• WORK REQUIRED:
Without the images, output every record exactly as it appears.

^^^^^^^^^^^^^^^^

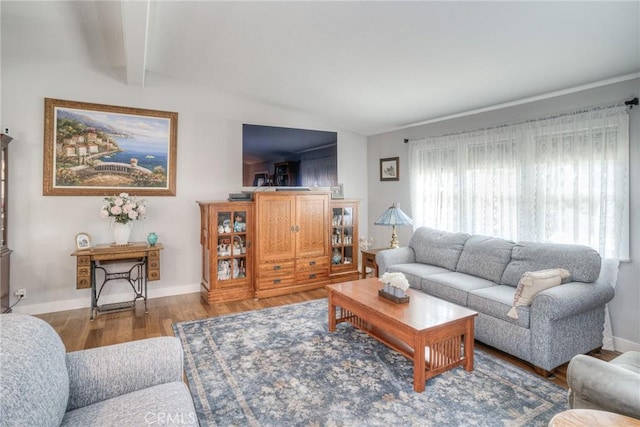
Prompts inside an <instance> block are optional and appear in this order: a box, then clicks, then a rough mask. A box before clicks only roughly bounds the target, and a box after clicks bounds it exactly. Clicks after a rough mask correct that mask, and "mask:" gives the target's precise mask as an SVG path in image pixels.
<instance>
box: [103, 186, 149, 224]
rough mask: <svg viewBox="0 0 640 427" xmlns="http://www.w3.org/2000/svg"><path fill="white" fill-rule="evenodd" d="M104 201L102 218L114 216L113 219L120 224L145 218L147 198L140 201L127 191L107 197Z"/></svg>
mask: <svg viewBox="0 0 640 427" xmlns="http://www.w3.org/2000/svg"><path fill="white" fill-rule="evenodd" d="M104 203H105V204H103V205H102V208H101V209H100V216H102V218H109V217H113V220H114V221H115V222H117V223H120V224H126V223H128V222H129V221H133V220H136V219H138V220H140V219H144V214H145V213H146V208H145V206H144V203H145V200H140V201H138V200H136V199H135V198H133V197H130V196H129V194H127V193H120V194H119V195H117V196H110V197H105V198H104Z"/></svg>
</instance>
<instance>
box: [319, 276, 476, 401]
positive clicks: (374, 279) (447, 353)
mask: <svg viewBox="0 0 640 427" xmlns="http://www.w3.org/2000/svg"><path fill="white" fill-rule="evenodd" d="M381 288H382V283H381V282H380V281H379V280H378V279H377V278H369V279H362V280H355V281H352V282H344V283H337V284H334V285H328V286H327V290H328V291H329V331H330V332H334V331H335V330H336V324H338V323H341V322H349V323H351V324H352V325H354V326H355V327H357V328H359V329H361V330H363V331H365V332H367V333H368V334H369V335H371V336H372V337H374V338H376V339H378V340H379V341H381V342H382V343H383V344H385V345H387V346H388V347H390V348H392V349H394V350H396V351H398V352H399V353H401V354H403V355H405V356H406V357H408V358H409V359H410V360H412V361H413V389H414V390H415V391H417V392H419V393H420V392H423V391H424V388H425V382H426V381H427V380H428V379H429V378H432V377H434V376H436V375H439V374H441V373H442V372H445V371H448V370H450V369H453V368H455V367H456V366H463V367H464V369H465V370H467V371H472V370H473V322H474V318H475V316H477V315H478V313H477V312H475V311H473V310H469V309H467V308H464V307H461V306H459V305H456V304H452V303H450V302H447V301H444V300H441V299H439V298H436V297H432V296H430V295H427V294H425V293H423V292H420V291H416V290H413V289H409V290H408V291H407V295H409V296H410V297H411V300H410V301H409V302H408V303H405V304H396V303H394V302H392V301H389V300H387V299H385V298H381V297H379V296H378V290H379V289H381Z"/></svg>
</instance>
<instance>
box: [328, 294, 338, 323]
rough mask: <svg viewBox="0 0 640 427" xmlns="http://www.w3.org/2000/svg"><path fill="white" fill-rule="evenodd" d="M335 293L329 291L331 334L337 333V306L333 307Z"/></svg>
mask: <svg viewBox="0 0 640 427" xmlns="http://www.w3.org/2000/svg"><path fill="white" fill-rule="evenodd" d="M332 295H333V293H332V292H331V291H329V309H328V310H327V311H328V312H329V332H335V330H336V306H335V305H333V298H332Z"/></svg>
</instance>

^^^^^^^^^^^^^^^^

• TASK OUTPUT:
Prompts inside an <instance> block are optional and appear in this order: a box, then clicks, then a rough mask. A box before clicks only roughly bounds the target, and a box after clicks bounds it exactly. Clicks after a rough mask correct that mask, and "mask:" gives the target's precise mask as an SVG path in image pixels.
<instance>
box: [103, 186, 149, 224]
rough mask: <svg viewBox="0 0 640 427" xmlns="http://www.w3.org/2000/svg"><path fill="white" fill-rule="evenodd" d="M104 201L102 218L114 216L113 219L120 224L145 218L147 198L140 201L127 191L107 197Z"/></svg>
mask: <svg viewBox="0 0 640 427" xmlns="http://www.w3.org/2000/svg"><path fill="white" fill-rule="evenodd" d="M104 203H105V204H103V205H102V208H101V209H100V216H102V218H109V217H113V220H114V221H115V222H117V223H120V224H126V223H128V222H129V221H133V220H136V219H138V220H140V219H144V214H145V213H146V208H145V206H144V203H145V200H140V201H138V200H136V199H135V198H133V197H130V196H129V194H127V193H120V194H119V195H117V196H110V197H105V198H104Z"/></svg>
</instance>
<instance>
box: [319, 276, 476, 401]
positive clicks: (374, 279) (447, 353)
mask: <svg viewBox="0 0 640 427" xmlns="http://www.w3.org/2000/svg"><path fill="white" fill-rule="evenodd" d="M381 288H382V283H381V282H380V281H379V280H378V279H377V278H369V279H362V280H355V281H352V282H344V283H337V284H334V285H328V286H327V290H328V291H329V331H330V332H334V331H335V330H336V324H338V323H341V322H349V323H351V324H352V325H354V326H355V327H357V328H359V329H361V330H363V331H365V332H367V333H368V334H369V335H371V336H372V337H374V338H376V339H378V340H379V341H381V342H382V343H383V344H385V345H387V346H388V347H390V348H392V349H394V350H396V351H398V352H399V353H401V354H403V355H405V356H406V357H408V358H409V359H410V360H412V361H413V389H414V390H415V391H417V392H419V393H420V392H423V391H424V388H425V382H426V381H427V380H428V379H429V378H432V377H434V376H436V375H439V374H441V373H442V372H445V371H448V370H450V369H453V368H455V367H456V366H463V367H464V369H465V370H467V371H472V370H473V322H474V318H475V316H477V315H478V313H477V312H475V311H473V310H469V309H467V308H464V307H461V306H459V305H456V304H452V303H450V302H447V301H444V300H441V299H439V298H436V297H432V296H430V295H427V294H425V293H423V292H420V291H416V290H413V289H409V290H408V291H407V295H409V296H410V297H411V300H410V301H409V302H408V303H405V304H396V303H394V302H392V301H389V300H387V299H385V298H381V297H379V296H378V290H379V289H381Z"/></svg>
</instance>
<instance>
box: [328, 294, 338, 323]
rough mask: <svg viewBox="0 0 640 427" xmlns="http://www.w3.org/2000/svg"><path fill="white" fill-rule="evenodd" d="M335 293L329 291L331 334L337 333V306L333 307Z"/></svg>
mask: <svg viewBox="0 0 640 427" xmlns="http://www.w3.org/2000/svg"><path fill="white" fill-rule="evenodd" d="M332 295H333V293H332V292H331V291H329V309H328V310H327V311H328V312H329V332H335V330H336V306H335V305H333V298H332Z"/></svg>
</instance>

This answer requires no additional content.